_WHAT THE TASK ASKS:_
Could you print every one of the following records verbatim, without changing a single character?

_EXERCISE DATA:_
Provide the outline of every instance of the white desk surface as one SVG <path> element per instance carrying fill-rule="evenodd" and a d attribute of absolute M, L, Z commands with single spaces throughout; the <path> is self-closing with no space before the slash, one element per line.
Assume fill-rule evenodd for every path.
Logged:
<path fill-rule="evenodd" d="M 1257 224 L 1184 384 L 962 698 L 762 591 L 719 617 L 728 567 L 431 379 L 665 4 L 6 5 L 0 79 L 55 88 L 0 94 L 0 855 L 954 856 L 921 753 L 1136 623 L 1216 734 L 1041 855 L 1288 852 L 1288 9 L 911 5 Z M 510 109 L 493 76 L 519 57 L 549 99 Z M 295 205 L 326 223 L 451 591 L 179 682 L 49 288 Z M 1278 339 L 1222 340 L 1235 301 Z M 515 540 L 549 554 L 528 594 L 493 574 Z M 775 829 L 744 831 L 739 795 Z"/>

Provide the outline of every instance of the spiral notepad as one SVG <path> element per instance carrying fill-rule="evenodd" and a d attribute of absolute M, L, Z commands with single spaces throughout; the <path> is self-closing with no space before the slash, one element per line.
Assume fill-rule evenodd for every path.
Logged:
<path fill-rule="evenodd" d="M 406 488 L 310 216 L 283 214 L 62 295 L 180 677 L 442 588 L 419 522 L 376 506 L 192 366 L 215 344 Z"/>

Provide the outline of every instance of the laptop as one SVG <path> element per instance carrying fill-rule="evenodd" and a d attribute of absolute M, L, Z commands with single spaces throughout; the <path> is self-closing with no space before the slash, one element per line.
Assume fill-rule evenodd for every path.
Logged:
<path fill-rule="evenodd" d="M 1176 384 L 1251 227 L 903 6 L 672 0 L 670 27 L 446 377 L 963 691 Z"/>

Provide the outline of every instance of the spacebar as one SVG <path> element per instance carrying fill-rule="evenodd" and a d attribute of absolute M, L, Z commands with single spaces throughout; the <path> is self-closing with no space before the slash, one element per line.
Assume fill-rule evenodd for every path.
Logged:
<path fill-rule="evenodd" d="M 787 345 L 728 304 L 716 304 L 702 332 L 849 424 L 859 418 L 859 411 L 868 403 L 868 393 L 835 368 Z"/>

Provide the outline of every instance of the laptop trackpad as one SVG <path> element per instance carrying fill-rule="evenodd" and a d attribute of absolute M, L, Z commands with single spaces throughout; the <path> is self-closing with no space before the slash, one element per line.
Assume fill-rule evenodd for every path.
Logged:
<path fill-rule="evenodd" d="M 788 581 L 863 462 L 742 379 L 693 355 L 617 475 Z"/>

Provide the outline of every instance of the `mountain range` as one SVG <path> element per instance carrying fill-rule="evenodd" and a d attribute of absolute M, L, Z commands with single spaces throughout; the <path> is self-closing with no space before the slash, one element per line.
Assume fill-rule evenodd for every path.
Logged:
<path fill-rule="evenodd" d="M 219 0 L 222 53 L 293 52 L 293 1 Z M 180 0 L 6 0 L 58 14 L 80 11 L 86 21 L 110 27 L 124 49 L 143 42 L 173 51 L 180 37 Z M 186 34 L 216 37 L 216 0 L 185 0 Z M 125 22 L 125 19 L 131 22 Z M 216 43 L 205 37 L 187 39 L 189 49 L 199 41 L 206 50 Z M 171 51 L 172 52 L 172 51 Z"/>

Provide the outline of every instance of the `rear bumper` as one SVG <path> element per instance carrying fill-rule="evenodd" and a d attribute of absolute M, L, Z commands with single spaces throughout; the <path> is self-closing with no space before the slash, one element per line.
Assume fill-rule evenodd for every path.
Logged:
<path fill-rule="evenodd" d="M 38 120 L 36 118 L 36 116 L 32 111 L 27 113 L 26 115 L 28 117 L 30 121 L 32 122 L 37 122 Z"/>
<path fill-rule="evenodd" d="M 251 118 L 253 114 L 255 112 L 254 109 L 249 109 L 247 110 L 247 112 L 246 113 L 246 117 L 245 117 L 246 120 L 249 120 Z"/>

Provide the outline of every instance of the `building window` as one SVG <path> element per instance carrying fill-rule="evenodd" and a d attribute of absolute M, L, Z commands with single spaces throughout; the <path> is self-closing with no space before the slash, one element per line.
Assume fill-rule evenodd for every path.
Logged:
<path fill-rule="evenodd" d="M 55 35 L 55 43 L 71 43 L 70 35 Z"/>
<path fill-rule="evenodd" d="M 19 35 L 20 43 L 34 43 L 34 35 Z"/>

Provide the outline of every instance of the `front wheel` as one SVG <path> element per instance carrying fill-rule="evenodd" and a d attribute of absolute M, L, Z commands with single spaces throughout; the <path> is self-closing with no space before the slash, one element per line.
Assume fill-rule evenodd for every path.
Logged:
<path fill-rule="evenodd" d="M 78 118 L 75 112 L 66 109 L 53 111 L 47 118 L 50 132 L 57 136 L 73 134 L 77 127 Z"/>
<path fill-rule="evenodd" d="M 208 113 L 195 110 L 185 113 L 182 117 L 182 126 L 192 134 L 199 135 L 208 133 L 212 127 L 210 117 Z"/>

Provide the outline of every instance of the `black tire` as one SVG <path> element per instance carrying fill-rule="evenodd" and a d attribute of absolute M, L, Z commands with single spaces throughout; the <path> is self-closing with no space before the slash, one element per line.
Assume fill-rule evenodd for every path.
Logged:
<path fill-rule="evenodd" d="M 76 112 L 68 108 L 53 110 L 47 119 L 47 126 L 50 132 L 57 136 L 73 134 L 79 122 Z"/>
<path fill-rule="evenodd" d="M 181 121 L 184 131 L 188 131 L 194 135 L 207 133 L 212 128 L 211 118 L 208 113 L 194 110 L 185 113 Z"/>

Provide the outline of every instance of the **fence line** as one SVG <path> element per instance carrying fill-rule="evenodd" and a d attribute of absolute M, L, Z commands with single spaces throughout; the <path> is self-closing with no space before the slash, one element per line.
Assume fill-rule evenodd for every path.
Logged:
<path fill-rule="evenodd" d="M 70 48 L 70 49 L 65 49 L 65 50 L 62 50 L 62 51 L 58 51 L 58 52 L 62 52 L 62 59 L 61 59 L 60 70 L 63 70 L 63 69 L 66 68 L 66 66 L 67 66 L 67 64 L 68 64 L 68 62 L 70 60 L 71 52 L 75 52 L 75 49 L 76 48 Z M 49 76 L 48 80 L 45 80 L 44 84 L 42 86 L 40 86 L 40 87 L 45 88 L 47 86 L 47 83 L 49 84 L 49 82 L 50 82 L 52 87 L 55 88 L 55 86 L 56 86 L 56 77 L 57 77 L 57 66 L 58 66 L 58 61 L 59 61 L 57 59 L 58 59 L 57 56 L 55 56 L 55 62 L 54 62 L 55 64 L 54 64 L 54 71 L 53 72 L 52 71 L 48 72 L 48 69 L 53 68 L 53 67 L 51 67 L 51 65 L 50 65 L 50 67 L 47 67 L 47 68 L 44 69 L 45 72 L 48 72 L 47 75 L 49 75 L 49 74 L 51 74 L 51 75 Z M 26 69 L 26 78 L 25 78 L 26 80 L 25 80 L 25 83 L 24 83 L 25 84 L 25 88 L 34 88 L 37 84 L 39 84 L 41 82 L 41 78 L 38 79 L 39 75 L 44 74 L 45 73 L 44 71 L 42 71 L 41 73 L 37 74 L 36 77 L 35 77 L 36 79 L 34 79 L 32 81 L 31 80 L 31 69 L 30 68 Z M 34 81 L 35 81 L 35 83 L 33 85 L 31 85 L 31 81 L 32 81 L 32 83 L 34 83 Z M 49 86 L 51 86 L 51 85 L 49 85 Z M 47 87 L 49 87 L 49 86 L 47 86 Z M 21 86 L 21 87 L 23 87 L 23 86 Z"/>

_WRITTEN SOLUTION:_
Provide the outline of every instance of the white desk surface as one SVG <path> element per instance carrying fill-rule="evenodd" and a d attribute of absolute M, L, Z commands with single spaces throughout; the <path> is self-closing with no space before the slash, one element per line.
Assume fill-rule evenodd for every path.
Logged:
<path fill-rule="evenodd" d="M 1257 224 L 1184 384 L 962 698 L 762 591 L 719 617 L 728 567 L 431 379 L 665 4 L 6 5 L 0 79 L 55 88 L 0 94 L 0 855 L 954 856 L 921 753 L 1136 623 L 1216 734 L 1041 855 L 1288 852 L 1288 9 L 911 5 Z M 510 109 L 493 76 L 519 57 L 549 99 Z M 295 205 L 326 223 L 451 591 L 179 682 L 49 288 Z M 1278 339 L 1222 340 L 1235 301 Z M 515 540 L 549 554 L 528 594 L 493 574 Z M 775 829 L 744 831 L 739 795 Z"/>

Provide the outline of every instance of the spiral notepad as one SVG <path> element per instance carrying fill-rule="evenodd" and a d attribute of absolute M, L, Z commands with single spaces throughout; the <path> is self-closing with no space before the slash, one element per line.
Assume fill-rule evenodd for every path.
Logged:
<path fill-rule="evenodd" d="M 406 488 L 310 216 L 283 214 L 62 295 L 180 677 L 442 588 L 419 522 L 376 506 L 192 366 L 215 344 Z"/>

Provide the outline of every instance of the laptop as one SVG <path> element per instance carrying fill-rule="evenodd" and a d attribute of absolute M, L, Z commands with single spaces throughout; the <path> is self-closing with no space before the slash, one element per line.
Assume fill-rule evenodd for every path.
Logged:
<path fill-rule="evenodd" d="M 1176 384 L 1251 227 L 903 6 L 672 0 L 670 27 L 446 377 L 963 691 Z"/>

Provide the outline of every instance of the spacebar as one SVG <path> element per instance carrying fill-rule="evenodd" and a d attribute of absolute M, L, Z commands with single spaces throughout; the <path> is self-closing with no space before the slash, one element per line.
Assume fill-rule evenodd for every path.
Logged:
<path fill-rule="evenodd" d="M 787 345 L 728 304 L 716 304 L 702 332 L 849 424 L 859 418 L 859 411 L 868 403 L 868 393 L 835 368 Z"/>

Provide the outline of every instance of the laptop trackpad as one SVG <path> element per instance carrying fill-rule="evenodd" and a d attribute of absolute M, L, Z commands with single spaces throughout; the <path> is self-closing with no space before the slash, one element per line.
Assume fill-rule evenodd for every path.
Logged:
<path fill-rule="evenodd" d="M 788 581 L 863 462 L 742 379 L 693 355 L 617 475 Z"/>

Provide the outline of every instance of the `mountain range` as one SVG <path> element per instance carrying fill-rule="evenodd" and a d attribute of absolute M, L, Z commands with single spaces throughout; the <path> is self-closing with no space before the slash, one element per line.
Assume fill-rule evenodd for every path.
Logged:
<path fill-rule="evenodd" d="M 219 0 L 222 53 L 293 52 L 293 1 Z M 180 0 L 6 0 L 58 14 L 80 11 L 86 21 L 110 27 L 124 49 L 143 42 L 173 51 L 180 37 Z M 186 34 L 216 37 L 216 0 L 185 0 Z M 125 22 L 125 19 L 131 22 Z M 216 43 L 205 37 L 187 39 L 189 49 L 199 41 L 206 50 Z M 171 51 L 172 52 L 172 51 Z"/>

Provide the outline of every instance of the `rear bumper` as one SVG <path> element per instance carrying fill-rule="evenodd" and a d attribute of absolute M, L, Z commands with single spaces throughout; the <path> is self-closing with no space before the slash, one element per line.
Assume fill-rule evenodd for every path.
Logged:
<path fill-rule="evenodd" d="M 38 120 L 36 118 L 36 116 L 32 111 L 27 113 L 26 115 L 28 117 L 30 121 L 32 122 L 37 122 Z"/>
<path fill-rule="evenodd" d="M 251 118 L 253 114 L 255 112 L 254 109 L 249 109 L 247 110 L 247 112 L 246 113 L 246 117 L 245 117 L 246 120 L 249 120 Z"/>

Provide the outline of every instance of the `building window` as one SVG <path> element per instance carrying fill-rule="evenodd" and a d attribute of absolute M, L, Z commands with single spaces throughout; the <path> is self-closing with no space before the slash, one element per line.
Assume fill-rule evenodd for every path.
Logged:
<path fill-rule="evenodd" d="M 55 35 L 55 43 L 71 43 L 70 35 Z"/>
<path fill-rule="evenodd" d="M 19 35 L 20 43 L 34 43 L 34 35 Z"/>

Provide the outline of every instance of the `front wheel` as one SVG <path> element per instance carrying fill-rule="evenodd" and a d attribute of absolute M, L, Z commands with single spaces throughout; the <path> is self-closing with no space before the slash, one element per line.
Assume fill-rule evenodd for every path.
Logged:
<path fill-rule="evenodd" d="M 78 118 L 75 112 L 66 109 L 53 111 L 47 118 L 50 132 L 57 136 L 73 134 L 77 127 Z"/>
<path fill-rule="evenodd" d="M 208 113 L 195 110 L 185 113 L 182 117 L 182 126 L 192 134 L 199 135 L 208 133 L 212 127 L 210 117 Z"/>

Provide the outline of every instance of the `black tire` as one SVG <path> element per instance carrying fill-rule="evenodd" and a d attribute of absolute M, L, Z commands with single spaces throughout; the <path> is self-closing with no space before the slash, one element per line.
Assume fill-rule evenodd for every path.
Logged:
<path fill-rule="evenodd" d="M 76 112 L 68 108 L 53 110 L 47 119 L 47 126 L 50 132 L 57 136 L 73 134 L 79 122 Z"/>
<path fill-rule="evenodd" d="M 181 121 L 184 131 L 188 131 L 194 135 L 207 133 L 212 128 L 211 118 L 208 113 L 194 110 L 185 113 Z"/>

Provide the outline of every instance of the **fence line** as one SVG <path> element per instance carrying fill-rule="evenodd" and a d attribute of absolute M, L, Z commands with single spaces throughout; the <path> is self-closing with no space before the slash, one element per line.
Assume fill-rule evenodd for every path.
Logged:
<path fill-rule="evenodd" d="M 70 48 L 70 49 L 65 49 L 65 50 L 62 50 L 62 51 L 58 51 L 58 52 L 62 52 L 62 59 L 61 59 L 60 70 L 63 70 L 63 69 L 66 68 L 66 66 L 67 66 L 67 64 L 68 64 L 68 62 L 70 60 L 71 52 L 75 52 L 75 49 L 76 48 Z M 49 76 L 48 80 L 45 80 L 44 84 L 42 86 L 40 86 L 40 87 L 45 88 L 47 86 L 47 83 L 49 84 L 49 82 L 50 82 L 52 87 L 55 88 L 55 86 L 56 86 L 56 77 L 57 77 L 57 66 L 58 66 L 58 61 L 59 61 L 57 59 L 58 59 L 57 56 L 55 56 L 55 62 L 54 62 L 55 64 L 54 64 L 54 71 L 53 72 L 52 71 L 48 72 L 48 69 L 53 68 L 53 67 L 51 67 L 51 65 L 50 65 L 50 67 L 47 67 L 47 68 L 44 69 L 45 72 L 48 72 L 47 75 L 49 75 L 49 74 L 51 74 L 51 75 Z M 26 69 L 26 78 L 25 78 L 26 80 L 25 80 L 25 83 L 24 83 L 25 84 L 25 88 L 34 88 L 37 84 L 39 84 L 41 82 L 41 78 L 38 79 L 39 75 L 44 74 L 45 73 L 44 71 L 42 71 L 41 73 L 37 74 L 36 77 L 35 77 L 36 79 L 34 79 L 32 81 L 31 80 L 31 69 L 30 68 Z M 34 81 L 35 81 L 35 83 L 33 85 L 31 85 L 31 81 L 32 81 L 32 83 L 34 83 Z M 49 86 L 51 86 L 51 85 L 49 85 Z M 47 87 L 49 87 L 49 86 L 47 86 Z M 21 86 L 21 87 L 23 87 L 23 86 Z"/>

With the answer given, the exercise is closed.